- [Supplied material]:
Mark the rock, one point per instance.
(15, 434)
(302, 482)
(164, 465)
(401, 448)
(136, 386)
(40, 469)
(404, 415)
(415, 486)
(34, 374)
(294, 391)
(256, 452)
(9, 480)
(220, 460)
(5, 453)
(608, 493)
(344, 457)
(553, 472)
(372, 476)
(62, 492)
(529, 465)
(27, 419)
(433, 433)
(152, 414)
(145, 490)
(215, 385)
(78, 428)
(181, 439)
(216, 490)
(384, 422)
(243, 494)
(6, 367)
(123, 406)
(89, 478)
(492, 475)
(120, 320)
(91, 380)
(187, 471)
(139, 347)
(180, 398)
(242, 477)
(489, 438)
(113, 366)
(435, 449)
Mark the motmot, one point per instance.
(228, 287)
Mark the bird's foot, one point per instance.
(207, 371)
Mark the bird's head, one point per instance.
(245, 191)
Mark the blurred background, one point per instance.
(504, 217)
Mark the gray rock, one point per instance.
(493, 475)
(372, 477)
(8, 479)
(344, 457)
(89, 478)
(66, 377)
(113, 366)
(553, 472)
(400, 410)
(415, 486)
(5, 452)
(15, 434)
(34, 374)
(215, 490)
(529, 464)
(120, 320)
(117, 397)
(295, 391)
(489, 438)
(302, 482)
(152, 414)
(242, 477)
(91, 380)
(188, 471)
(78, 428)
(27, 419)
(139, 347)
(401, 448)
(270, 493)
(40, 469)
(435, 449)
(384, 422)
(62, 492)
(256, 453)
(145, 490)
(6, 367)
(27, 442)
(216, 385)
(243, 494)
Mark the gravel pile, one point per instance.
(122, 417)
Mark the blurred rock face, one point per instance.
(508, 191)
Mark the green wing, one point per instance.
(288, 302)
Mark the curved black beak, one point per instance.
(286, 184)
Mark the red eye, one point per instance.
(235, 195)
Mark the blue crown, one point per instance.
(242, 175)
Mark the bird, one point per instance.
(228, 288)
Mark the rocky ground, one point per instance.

- [Work to do]: Please copy the data above line for line, with no changes.

- [The answer]:
Mark the rock, one point per instance.
(15, 434)
(302, 482)
(164, 465)
(401, 448)
(136, 386)
(40, 469)
(404, 415)
(415, 486)
(34, 374)
(294, 391)
(256, 452)
(9, 480)
(220, 460)
(5, 453)
(608, 493)
(344, 457)
(553, 472)
(372, 476)
(62, 492)
(529, 465)
(27, 419)
(433, 433)
(152, 414)
(145, 490)
(215, 385)
(78, 428)
(181, 439)
(216, 490)
(384, 422)
(243, 494)
(6, 367)
(123, 406)
(89, 478)
(492, 475)
(120, 320)
(91, 380)
(187, 471)
(139, 347)
(180, 398)
(242, 477)
(489, 438)
(113, 366)
(435, 449)
Mark the motmot, one point per instance.
(228, 287)
Mark the bird's foot, one point per instance.
(207, 371)
Mark the bird's head, one point per instance.
(245, 191)
Mark the blurred background, one point per instance.
(504, 217)
Mark the gray rock, one point per instance.
(493, 475)
(372, 477)
(8, 479)
(344, 457)
(89, 478)
(66, 377)
(113, 366)
(553, 472)
(400, 410)
(415, 486)
(5, 452)
(15, 434)
(34, 374)
(215, 490)
(529, 464)
(120, 320)
(117, 397)
(295, 391)
(489, 438)
(302, 482)
(152, 414)
(242, 477)
(91, 380)
(188, 471)
(78, 428)
(27, 419)
(139, 347)
(401, 448)
(270, 493)
(40, 469)
(435, 449)
(384, 422)
(62, 492)
(256, 453)
(145, 490)
(6, 367)
(27, 442)
(216, 385)
(243, 494)
Mark the gravel pile, one point per instance.
(122, 417)
Mark the blurred rock face, one point per instance.
(508, 191)
Mark the green wing, one point per instance.
(288, 302)
Mark the curved black beak, one point per instance.
(286, 184)
Mark the red eye, one point per instance.
(235, 195)
Mark the blue crown, one point per instance.
(242, 175)
Mark the bird, one point per instance.
(228, 288)
Mark the rocky ground, one point per instance.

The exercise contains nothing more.